— START Dataset extract —

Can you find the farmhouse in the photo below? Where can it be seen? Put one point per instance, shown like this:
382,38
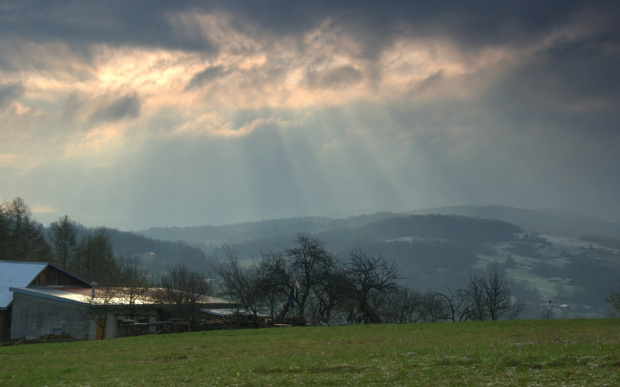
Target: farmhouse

— END Dataset extract —
— START Dataset extract —

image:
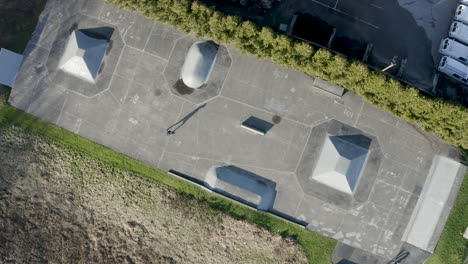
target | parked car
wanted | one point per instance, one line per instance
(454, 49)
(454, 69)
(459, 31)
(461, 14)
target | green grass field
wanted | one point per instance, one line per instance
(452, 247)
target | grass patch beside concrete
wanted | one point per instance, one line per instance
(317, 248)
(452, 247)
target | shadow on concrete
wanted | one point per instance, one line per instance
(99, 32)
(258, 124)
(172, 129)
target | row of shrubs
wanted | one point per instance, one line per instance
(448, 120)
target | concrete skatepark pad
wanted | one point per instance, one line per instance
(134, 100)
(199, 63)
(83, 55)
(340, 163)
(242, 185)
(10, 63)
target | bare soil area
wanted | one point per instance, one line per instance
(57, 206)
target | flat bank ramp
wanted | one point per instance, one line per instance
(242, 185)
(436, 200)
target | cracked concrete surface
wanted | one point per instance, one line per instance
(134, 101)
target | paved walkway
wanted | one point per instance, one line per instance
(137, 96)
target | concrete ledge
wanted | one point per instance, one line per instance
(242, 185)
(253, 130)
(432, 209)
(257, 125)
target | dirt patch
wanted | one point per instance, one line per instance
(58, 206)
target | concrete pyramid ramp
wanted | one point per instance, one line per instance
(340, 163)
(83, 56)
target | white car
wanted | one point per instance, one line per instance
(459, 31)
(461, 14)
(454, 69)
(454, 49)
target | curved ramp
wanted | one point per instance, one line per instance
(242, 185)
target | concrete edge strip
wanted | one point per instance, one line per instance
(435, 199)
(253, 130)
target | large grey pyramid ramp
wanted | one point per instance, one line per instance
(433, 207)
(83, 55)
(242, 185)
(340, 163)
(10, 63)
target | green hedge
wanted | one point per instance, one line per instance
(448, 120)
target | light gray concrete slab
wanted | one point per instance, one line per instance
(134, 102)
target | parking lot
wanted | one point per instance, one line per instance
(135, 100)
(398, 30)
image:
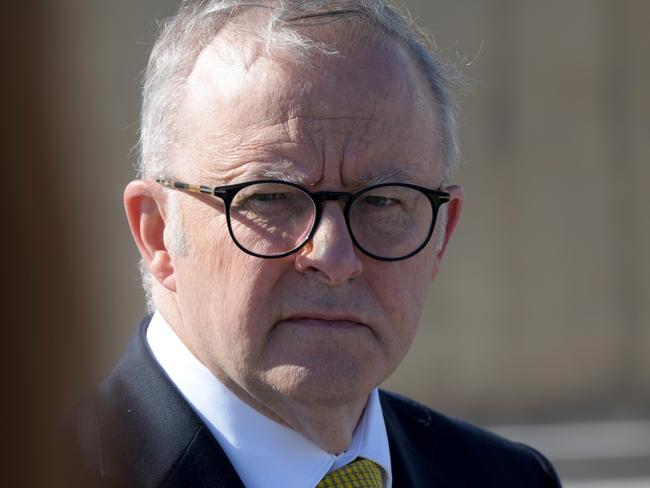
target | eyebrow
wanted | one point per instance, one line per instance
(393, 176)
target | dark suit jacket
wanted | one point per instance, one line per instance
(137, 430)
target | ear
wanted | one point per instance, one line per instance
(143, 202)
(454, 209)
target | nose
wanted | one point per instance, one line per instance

— END Dataset extract —

→ **What you will do**:
Rewrite the items from the line containing "Can you find" through the line containing "Target: farmhouse", replacing "farmhouse" with "barn" and leaving everything else unchanged. Omit the pictures from your answer.

→ **Response to the task**:
Can you find the barn in the photo below? Where can it be seen? Put one point per instance, shown like this:
382,38
Target: barn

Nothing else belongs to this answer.